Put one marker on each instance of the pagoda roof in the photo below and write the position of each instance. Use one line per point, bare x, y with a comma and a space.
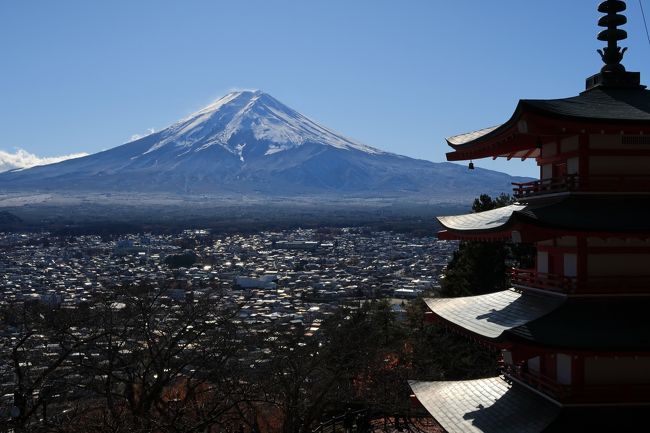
493, 314
597, 110
573, 213
601, 324
485, 406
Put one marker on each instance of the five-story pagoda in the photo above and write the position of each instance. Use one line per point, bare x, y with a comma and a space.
574, 331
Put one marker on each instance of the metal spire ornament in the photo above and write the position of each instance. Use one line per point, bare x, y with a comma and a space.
613, 74
612, 55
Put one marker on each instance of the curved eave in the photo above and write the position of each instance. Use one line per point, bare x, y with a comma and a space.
485, 406
601, 217
535, 120
489, 316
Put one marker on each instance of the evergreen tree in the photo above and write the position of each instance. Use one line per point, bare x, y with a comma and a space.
482, 267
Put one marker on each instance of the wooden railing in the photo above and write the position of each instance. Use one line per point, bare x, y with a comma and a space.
621, 284
538, 280
573, 182
540, 382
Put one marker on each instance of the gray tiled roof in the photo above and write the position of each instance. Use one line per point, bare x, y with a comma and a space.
493, 314
585, 213
600, 324
599, 105
485, 406
488, 220
470, 136
621, 105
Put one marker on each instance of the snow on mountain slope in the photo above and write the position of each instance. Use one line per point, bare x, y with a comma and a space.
250, 143
270, 121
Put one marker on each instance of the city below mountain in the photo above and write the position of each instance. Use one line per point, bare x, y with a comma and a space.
248, 143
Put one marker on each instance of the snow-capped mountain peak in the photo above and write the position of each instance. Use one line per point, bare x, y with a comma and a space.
250, 143
263, 120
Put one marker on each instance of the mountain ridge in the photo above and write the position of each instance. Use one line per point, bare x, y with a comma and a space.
248, 142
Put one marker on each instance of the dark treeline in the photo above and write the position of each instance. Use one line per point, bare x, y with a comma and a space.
61, 221
136, 361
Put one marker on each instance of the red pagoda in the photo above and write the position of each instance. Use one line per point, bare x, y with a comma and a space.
574, 331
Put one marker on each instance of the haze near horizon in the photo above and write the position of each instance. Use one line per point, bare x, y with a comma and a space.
81, 78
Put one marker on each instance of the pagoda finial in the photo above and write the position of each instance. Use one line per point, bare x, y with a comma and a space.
613, 74
612, 55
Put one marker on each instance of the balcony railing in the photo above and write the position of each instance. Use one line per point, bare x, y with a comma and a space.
573, 182
620, 284
583, 393
539, 280
538, 381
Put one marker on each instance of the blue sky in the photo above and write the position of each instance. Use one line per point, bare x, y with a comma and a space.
82, 76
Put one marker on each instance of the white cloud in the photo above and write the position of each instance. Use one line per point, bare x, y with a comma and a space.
23, 159
139, 136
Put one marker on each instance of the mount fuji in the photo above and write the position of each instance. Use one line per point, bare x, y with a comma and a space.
250, 143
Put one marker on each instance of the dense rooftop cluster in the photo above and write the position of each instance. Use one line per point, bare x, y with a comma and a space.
286, 282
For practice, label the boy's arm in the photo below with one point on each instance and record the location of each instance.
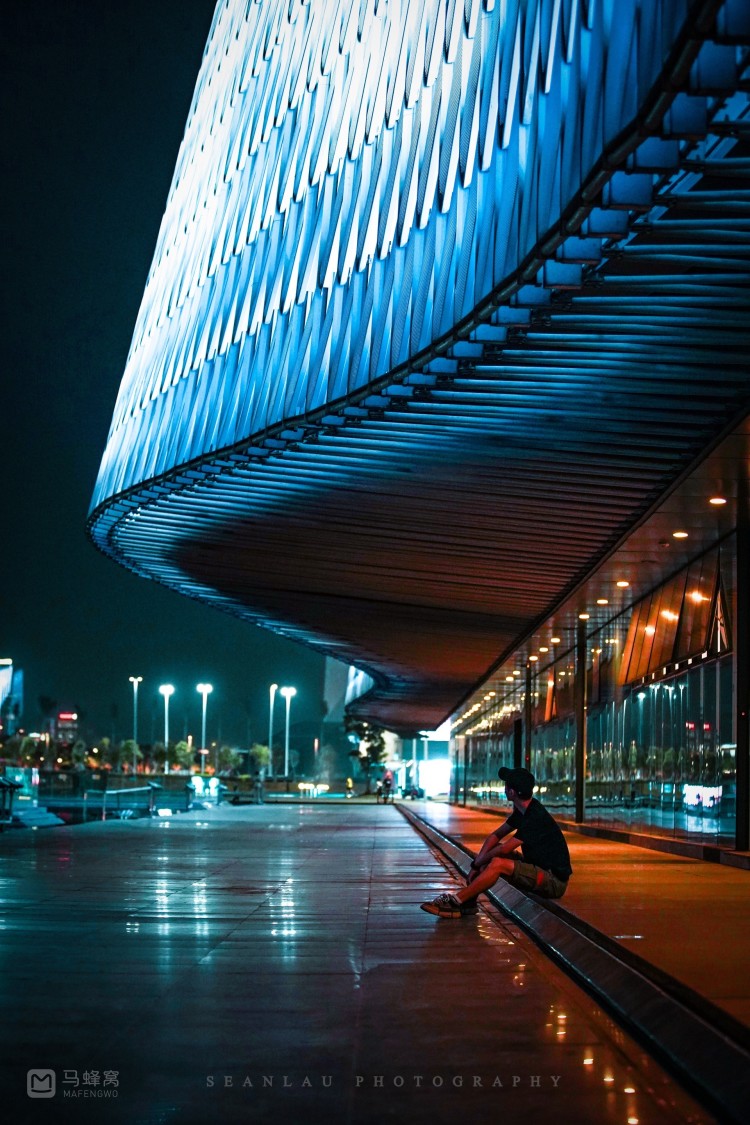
(496, 844)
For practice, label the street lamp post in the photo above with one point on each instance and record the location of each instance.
(273, 690)
(166, 690)
(135, 681)
(206, 691)
(287, 692)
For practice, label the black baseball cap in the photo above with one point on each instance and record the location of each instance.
(520, 780)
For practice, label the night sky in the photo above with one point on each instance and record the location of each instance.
(93, 102)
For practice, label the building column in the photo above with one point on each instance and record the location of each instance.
(742, 667)
(580, 721)
(517, 744)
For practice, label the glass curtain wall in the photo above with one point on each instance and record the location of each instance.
(660, 746)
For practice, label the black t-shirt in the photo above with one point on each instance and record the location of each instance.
(542, 842)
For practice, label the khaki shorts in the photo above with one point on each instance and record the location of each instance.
(526, 876)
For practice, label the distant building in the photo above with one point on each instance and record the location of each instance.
(11, 698)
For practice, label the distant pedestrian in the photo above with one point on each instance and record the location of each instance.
(542, 867)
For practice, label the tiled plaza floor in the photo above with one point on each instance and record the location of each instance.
(688, 917)
(271, 964)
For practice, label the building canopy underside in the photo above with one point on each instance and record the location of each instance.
(414, 492)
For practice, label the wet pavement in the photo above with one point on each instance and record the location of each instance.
(687, 917)
(271, 964)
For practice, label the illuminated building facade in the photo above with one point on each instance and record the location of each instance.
(446, 299)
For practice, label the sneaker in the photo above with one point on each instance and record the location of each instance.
(444, 906)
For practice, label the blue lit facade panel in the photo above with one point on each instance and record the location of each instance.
(355, 182)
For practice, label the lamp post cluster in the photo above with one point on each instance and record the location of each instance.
(166, 691)
(288, 693)
(205, 690)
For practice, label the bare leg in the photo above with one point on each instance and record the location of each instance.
(486, 879)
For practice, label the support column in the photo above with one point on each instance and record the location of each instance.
(527, 714)
(742, 667)
(517, 744)
(580, 722)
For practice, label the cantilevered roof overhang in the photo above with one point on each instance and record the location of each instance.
(422, 521)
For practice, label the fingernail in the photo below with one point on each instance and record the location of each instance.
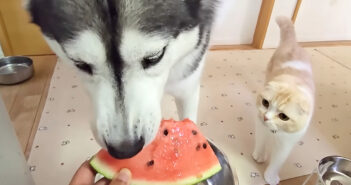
(124, 175)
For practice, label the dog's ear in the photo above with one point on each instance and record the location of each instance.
(193, 7)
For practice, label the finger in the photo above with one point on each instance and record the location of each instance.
(103, 181)
(84, 175)
(123, 178)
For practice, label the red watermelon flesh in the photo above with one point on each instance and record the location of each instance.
(179, 155)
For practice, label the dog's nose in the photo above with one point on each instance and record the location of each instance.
(265, 118)
(126, 149)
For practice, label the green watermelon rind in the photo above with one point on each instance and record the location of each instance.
(109, 173)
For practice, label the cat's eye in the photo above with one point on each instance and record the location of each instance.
(283, 117)
(153, 59)
(265, 103)
(84, 66)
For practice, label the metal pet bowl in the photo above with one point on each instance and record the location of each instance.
(334, 170)
(15, 69)
(223, 177)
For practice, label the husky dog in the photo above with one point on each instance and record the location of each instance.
(128, 54)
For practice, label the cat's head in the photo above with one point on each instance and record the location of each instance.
(284, 107)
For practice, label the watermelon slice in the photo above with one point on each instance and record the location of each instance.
(179, 155)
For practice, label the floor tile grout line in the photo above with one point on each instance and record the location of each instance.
(334, 60)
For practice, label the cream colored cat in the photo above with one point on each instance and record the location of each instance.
(286, 104)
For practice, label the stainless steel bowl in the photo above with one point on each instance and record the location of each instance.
(15, 69)
(334, 170)
(223, 177)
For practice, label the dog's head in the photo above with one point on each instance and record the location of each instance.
(124, 51)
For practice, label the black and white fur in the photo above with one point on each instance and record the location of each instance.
(129, 53)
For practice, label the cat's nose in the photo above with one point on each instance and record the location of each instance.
(265, 118)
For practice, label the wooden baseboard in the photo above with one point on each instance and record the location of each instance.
(232, 47)
(326, 43)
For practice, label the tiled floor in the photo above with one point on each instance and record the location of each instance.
(227, 111)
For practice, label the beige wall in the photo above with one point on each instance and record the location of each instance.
(317, 20)
(236, 22)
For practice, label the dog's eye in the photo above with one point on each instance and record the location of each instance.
(153, 59)
(84, 66)
(283, 117)
(265, 103)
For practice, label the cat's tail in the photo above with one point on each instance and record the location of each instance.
(287, 30)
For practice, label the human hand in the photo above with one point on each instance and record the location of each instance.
(85, 175)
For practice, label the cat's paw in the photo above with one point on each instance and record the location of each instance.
(271, 178)
(258, 157)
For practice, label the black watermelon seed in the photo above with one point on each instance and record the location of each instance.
(194, 132)
(198, 147)
(204, 145)
(150, 163)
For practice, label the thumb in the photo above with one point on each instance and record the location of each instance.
(122, 178)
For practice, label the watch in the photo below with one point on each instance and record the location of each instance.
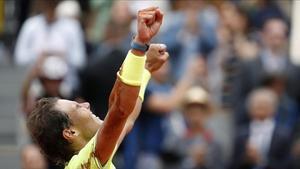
(138, 46)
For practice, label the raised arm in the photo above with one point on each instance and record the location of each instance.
(126, 89)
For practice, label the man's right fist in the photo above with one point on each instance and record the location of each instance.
(157, 55)
(149, 21)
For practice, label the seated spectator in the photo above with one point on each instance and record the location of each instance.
(144, 146)
(273, 58)
(263, 143)
(199, 149)
(45, 79)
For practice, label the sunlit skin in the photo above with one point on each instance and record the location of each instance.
(124, 101)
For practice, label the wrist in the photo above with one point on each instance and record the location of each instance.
(139, 40)
(138, 47)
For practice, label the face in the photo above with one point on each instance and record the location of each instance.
(83, 120)
(275, 34)
(195, 115)
(51, 86)
(261, 110)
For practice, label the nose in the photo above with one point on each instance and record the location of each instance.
(86, 105)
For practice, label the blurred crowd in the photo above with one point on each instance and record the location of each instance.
(228, 98)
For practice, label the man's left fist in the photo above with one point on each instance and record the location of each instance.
(157, 55)
(149, 21)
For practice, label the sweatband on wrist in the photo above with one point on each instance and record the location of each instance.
(145, 80)
(131, 72)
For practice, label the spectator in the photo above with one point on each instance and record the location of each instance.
(198, 145)
(46, 79)
(272, 59)
(191, 33)
(263, 143)
(145, 143)
(45, 33)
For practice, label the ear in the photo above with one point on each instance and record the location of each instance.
(70, 133)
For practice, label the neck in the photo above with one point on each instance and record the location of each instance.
(79, 143)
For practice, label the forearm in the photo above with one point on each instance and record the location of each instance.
(115, 121)
(121, 104)
(167, 102)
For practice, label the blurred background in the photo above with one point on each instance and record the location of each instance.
(228, 98)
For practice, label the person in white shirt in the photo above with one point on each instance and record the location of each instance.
(47, 33)
(263, 143)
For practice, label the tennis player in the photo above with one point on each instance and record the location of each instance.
(70, 134)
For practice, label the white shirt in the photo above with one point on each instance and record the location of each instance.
(63, 35)
(261, 133)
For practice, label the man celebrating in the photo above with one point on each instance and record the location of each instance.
(69, 133)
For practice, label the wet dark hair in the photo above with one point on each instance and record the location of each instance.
(46, 125)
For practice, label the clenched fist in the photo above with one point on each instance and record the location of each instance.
(157, 55)
(149, 21)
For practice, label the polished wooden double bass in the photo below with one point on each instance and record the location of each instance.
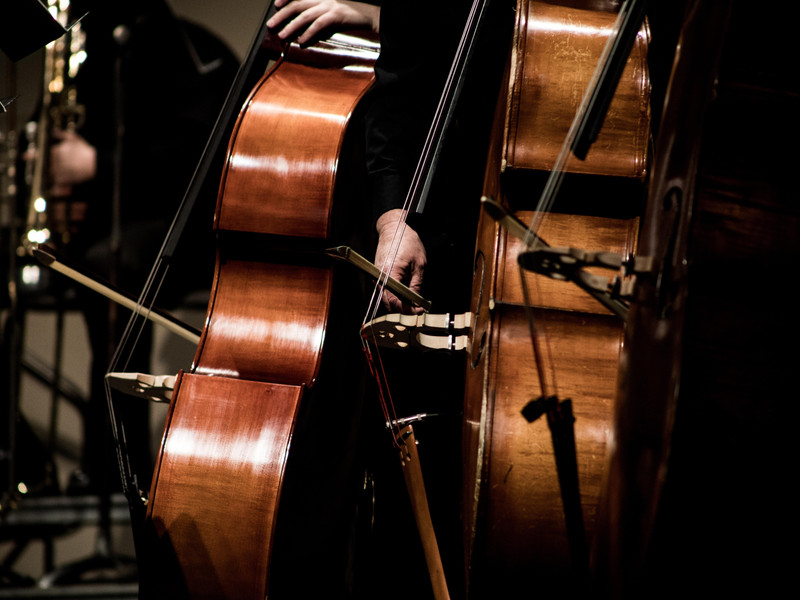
(699, 482)
(531, 486)
(250, 454)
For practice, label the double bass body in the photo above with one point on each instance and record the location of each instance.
(248, 424)
(525, 528)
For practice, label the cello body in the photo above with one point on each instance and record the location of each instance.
(698, 489)
(243, 455)
(525, 531)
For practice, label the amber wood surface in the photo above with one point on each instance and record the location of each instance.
(217, 483)
(557, 51)
(267, 322)
(215, 496)
(514, 516)
(281, 174)
(700, 483)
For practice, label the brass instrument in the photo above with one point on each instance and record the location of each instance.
(60, 110)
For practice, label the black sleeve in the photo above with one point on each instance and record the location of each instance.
(417, 49)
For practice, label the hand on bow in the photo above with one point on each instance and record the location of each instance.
(308, 20)
(407, 265)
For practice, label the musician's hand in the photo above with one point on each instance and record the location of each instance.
(308, 20)
(72, 161)
(409, 263)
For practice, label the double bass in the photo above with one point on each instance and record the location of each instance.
(249, 493)
(532, 483)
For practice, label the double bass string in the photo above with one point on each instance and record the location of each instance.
(419, 187)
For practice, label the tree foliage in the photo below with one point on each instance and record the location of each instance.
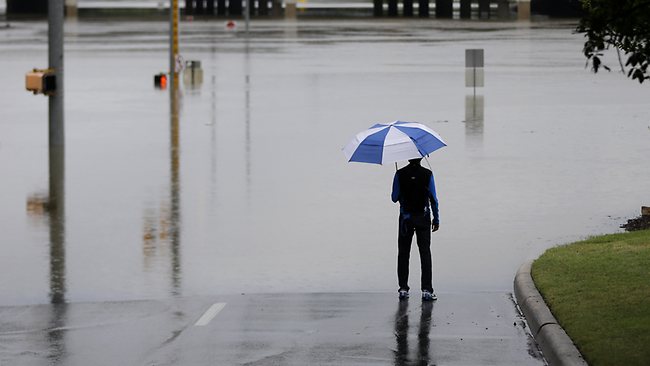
(622, 24)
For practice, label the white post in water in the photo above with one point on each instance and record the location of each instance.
(474, 68)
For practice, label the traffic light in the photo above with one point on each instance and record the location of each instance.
(160, 81)
(41, 81)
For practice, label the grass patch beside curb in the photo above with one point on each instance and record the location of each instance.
(599, 291)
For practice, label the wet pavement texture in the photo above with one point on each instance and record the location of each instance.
(239, 185)
(274, 329)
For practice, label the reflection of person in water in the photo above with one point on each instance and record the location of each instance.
(402, 333)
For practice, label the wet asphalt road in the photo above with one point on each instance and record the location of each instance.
(274, 329)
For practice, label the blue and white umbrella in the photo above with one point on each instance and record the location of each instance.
(392, 142)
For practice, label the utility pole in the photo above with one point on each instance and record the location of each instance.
(56, 204)
(173, 45)
(55, 59)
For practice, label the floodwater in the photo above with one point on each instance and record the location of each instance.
(247, 191)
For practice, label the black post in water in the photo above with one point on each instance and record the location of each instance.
(465, 9)
(423, 9)
(483, 9)
(263, 7)
(221, 7)
(56, 205)
(55, 59)
(408, 8)
(392, 8)
(503, 11)
(444, 9)
(377, 8)
(235, 7)
(34, 7)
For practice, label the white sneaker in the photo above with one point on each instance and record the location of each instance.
(429, 296)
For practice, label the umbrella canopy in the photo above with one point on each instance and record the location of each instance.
(392, 142)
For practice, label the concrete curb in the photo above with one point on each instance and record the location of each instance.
(556, 345)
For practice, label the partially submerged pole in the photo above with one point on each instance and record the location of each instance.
(173, 44)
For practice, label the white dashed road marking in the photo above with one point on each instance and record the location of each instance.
(209, 314)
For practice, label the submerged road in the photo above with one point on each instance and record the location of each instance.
(277, 329)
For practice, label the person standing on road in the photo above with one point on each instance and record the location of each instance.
(414, 188)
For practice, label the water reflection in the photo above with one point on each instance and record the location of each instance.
(174, 195)
(422, 354)
(474, 118)
(56, 333)
(51, 208)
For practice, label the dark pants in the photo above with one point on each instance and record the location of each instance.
(421, 226)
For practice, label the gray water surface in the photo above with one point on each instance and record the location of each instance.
(260, 199)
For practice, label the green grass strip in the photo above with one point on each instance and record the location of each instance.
(599, 291)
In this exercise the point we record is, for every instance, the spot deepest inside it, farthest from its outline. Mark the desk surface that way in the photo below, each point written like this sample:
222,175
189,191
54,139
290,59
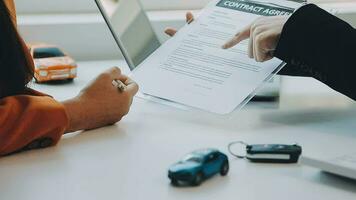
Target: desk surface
130,159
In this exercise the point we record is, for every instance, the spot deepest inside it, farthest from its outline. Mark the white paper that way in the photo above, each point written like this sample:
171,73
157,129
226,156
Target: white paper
193,69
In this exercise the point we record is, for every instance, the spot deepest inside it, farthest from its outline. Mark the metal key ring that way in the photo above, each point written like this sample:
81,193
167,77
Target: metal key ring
233,144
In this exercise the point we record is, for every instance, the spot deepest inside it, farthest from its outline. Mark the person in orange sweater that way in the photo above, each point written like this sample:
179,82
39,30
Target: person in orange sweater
32,120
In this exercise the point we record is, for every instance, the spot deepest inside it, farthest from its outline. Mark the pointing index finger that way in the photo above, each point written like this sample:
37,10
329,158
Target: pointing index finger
243,35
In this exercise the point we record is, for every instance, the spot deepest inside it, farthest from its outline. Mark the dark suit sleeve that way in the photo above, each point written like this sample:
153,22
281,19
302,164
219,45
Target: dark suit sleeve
317,44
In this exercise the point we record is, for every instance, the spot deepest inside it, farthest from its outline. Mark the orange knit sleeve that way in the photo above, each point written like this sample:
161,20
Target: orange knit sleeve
11,6
30,122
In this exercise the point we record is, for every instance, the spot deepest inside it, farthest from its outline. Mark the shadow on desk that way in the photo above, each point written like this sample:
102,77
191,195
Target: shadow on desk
326,121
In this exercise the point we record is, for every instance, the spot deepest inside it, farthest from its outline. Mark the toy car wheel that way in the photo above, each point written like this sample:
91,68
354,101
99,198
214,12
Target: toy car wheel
224,168
198,179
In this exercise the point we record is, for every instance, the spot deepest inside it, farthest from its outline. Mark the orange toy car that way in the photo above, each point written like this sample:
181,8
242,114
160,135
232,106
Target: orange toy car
52,64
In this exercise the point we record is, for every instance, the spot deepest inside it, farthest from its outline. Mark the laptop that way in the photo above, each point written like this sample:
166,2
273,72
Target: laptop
343,163
136,38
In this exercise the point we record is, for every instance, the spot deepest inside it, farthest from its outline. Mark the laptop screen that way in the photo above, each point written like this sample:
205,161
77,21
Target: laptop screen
131,29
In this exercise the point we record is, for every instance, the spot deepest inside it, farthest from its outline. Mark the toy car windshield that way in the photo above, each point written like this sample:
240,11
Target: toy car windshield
193,158
48,52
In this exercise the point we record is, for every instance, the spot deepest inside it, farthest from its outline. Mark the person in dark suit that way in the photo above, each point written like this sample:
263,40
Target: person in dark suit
312,42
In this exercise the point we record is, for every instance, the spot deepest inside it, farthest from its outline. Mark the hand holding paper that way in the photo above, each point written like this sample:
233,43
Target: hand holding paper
193,69
264,34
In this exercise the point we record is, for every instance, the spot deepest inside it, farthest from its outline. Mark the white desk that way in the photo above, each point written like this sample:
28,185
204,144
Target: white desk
129,161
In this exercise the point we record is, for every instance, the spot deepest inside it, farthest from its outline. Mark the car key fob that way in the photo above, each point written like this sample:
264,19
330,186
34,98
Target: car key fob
273,153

____________

**PROBLEM DESCRIPTION:** After locating the line containing "Target: hand holding paper", give that line and every later line of the listing again exactly, up to and including the last.

**SOLUTION:**
Target: hand holding paper
193,69
264,34
In this exercise the point we record is, for every instance, the spot deepest inside it, farthest from its outline. Mark the white desk that way in the photo above, each point written like this sample:
28,185
204,144
Target: white desk
129,161
In this exercise the point we record is, for every instance, the spot deepest inside it, farthest from its outline. Mark the car key fob that way in the photo above, each point written like this sample:
264,19
330,186
34,98
Target: car key fob
273,153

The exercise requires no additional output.